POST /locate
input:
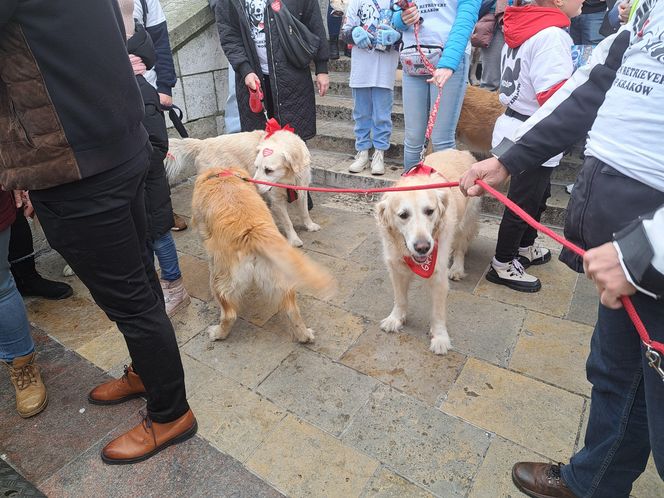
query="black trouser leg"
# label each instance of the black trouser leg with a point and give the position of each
(98, 225)
(530, 191)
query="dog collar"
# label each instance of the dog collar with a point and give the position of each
(426, 268)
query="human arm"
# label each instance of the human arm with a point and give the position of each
(462, 28)
(312, 19)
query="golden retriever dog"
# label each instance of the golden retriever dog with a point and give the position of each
(479, 112)
(415, 225)
(282, 157)
(245, 247)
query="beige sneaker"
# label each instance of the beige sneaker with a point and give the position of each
(361, 162)
(176, 297)
(31, 397)
(378, 163)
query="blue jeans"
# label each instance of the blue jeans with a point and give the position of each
(418, 98)
(584, 29)
(231, 112)
(164, 248)
(15, 338)
(627, 406)
(372, 112)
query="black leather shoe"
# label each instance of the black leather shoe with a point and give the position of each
(540, 480)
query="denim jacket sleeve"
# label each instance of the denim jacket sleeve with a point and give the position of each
(464, 23)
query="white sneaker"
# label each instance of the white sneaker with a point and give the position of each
(175, 296)
(512, 275)
(534, 255)
(378, 163)
(361, 162)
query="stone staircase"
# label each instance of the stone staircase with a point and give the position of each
(333, 148)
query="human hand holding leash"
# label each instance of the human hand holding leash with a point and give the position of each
(440, 76)
(361, 37)
(490, 171)
(602, 266)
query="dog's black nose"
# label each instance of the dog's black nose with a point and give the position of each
(422, 247)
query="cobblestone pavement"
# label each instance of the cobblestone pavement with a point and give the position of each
(356, 413)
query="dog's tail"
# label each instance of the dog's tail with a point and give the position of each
(297, 269)
(182, 153)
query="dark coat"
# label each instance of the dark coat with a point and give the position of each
(293, 96)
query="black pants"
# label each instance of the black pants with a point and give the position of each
(98, 224)
(530, 191)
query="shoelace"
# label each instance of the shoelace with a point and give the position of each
(24, 377)
(516, 269)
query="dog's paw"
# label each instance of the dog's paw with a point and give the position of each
(307, 337)
(440, 344)
(215, 334)
(457, 274)
(392, 324)
(295, 241)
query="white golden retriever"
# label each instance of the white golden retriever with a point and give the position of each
(282, 157)
(415, 225)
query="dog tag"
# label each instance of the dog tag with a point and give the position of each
(426, 268)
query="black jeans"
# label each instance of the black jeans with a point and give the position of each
(98, 224)
(530, 191)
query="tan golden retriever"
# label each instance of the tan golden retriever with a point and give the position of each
(414, 225)
(281, 158)
(245, 247)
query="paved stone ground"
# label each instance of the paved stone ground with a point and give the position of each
(356, 413)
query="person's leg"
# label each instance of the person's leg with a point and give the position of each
(591, 24)
(175, 294)
(617, 445)
(443, 135)
(362, 111)
(98, 225)
(491, 61)
(15, 338)
(22, 260)
(231, 112)
(416, 114)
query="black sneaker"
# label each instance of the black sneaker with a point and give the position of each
(514, 276)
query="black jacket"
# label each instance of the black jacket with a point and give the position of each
(69, 103)
(294, 100)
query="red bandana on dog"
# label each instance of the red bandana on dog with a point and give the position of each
(420, 169)
(425, 269)
(272, 126)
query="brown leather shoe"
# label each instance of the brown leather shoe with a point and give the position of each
(31, 397)
(540, 480)
(148, 438)
(178, 223)
(115, 391)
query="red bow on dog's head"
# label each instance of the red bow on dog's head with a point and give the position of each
(271, 127)
(420, 169)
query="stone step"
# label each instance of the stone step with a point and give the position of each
(341, 108)
(339, 86)
(331, 169)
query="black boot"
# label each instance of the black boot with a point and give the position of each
(334, 48)
(31, 283)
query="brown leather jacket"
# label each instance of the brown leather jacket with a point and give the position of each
(69, 104)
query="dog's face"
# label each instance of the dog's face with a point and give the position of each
(339, 7)
(282, 158)
(416, 217)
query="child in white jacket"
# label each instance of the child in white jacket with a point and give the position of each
(373, 69)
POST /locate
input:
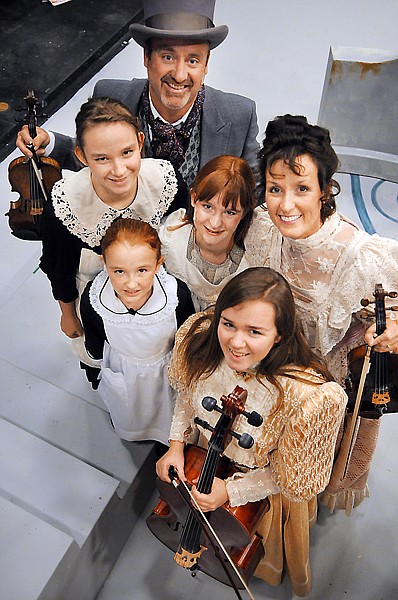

# # #

**What to produce**
Please return the listing above exactly and leave every picture out.

**Solution for this task**
POST /locate
input:
query="black trouser leg"
# label each instance of the black trouser leg with a point and give the position of each
(98, 225)
(530, 191)
query="dog collar"
# label each instance of the dog collar with a point and give the position of each
(426, 268)
query="human arm"
# label each instance of the human arm with a point and give the position of each
(462, 28)
(312, 19)
query="golden retriever dog"
# label each instance of the golden retriever dog with a point and give the position of each
(479, 112)
(415, 225)
(282, 157)
(245, 247)
query="beige sneaker"
# label each instance of the beige sneaker with a point and give the position of each
(361, 162)
(176, 297)
(31, 397)
(378, 163)
query="blue jeans"
# label each instance of the blue jeans with a point and give the position of each
(418, 98)
(584, 29)
(231, 112)
(164, 248)
(15, 338)
(627, 406)
(372, 112)
query="black leather shoe"
# label each instance of the black leather shoe with a point and give the position of each
(540, 480)
query="denim jacket sleeve"
# label each instance of the denim jacket sleeve with a point and give the position of each
(464, 23)
query="white sneaker"
# label each instance of the white sneaker with a point and give the position of each
(175, 296)
(512, 275)
(534, 255)
(378, 163)
(361, 162)
query="stone staircase"
# label each instance of the stone staircase with a point and give the position of each
(333, 148)
query="human hand holding leash"
# label each instance of the human hand holding leash with a point and give the position of each
(440, 76)
(361, 37)
(490, 171)
(602, 266)
query="dog's black nose"
# label each instance of the dog's black nose with a point and give the position of each
(422, 247)
query="cobblestone pavement"
# label each instance of the cobblestone pavement with a point and give the position of each
(356, 413)
query="dog's tail"
# label each instance of the dog's tail with a point and give the position of each
(297, 269)
(182, 153)
query="dark coat"
# label each instance of the dark coat with a point and give the position of each
(293, 96)
query="black pants"
# label each instance of the black pants with a point and give the position of each
(98, 224)
(530, 191)
query="shoelace"
# label each instance of the shoelace with a point and give the position of each
(24, 377)
(516, 269)
query="dog's paw"
# label each instance of the dog's paw with a point and give the position of each
(307, 337)
(440, 344)
(215, 334)
(457, 274)
(392, 324)
(295, 241)
query="white golden retriever"
# label each instance of the white golden retriever with a point and give the position of each
(282, 157)
(415, 225)
query="dog tag"
# label each instance of the dog tag with a point and give the position of each
(426, 268)
query="black jeans"
# label each instance of the black jeans with a point and give the position of each
(98, 224)
(530, 191)
query="tan golden retriever"
# label each instance of the tan golden retriever with a point and give the position of each
(414, 225)
(281, 158)
(245, 247)
query="paved stone ground"
# label each instance of the paved stone ground with a point and give the position of each
(356, 413)
query="person's leg"
# label each instance of the person's leg with a point and give the position of each
(591, 24)
(175, 294)
(617, 445)
(443, 135)
(362, 111)
(98, 225)
(491, 61)
(15, 338)
(22, 260)
(231, 112)
(416, 114)
query="black sneaker"
# label each instance of the black sneaker with a point and give the position of each
(514, 276)
query="black jacket"
# label each instance of the black jacket with a point and give the position of each
(69, 103)
(294, 100)
query="red bandana on dog"
# label each instance of the red bandana on dog with a point and give the position of each
(420, 169)
(425, 269)
(272, 126)
query="brown leather shoe"
# label each instance of the brown leather shoe with a point and give the position of each
(31, 397)
(540, 480)
(148, 438)
(178, 223)
(115, 391)
query="red bow on dog's head"
# label each instance of the red bow on dog's head with a point and give the position of each
(271, 127)
(420, 169)
query="stone step"
# label each instance of the stone step with a point and give the position of each
(341, 108)
(339, 86)
(331, 169)
query="black boot"
# label each instance of the black boot with a point and give the position of each
(334, 48)
(31, 283)
query="brown leather jacket"
# label each instance of the brown leather jacket with a point and give the position of each
(69, 104)
query="dog's face"
# label each instance of the dog's face with a point and give the position of each
(339, 7)
(282, 158)
(416, 217)
query="child in white jacket"
# label each instance of the child in white jacket with a point and give the position of each
(373, 69)
POST /locate
input:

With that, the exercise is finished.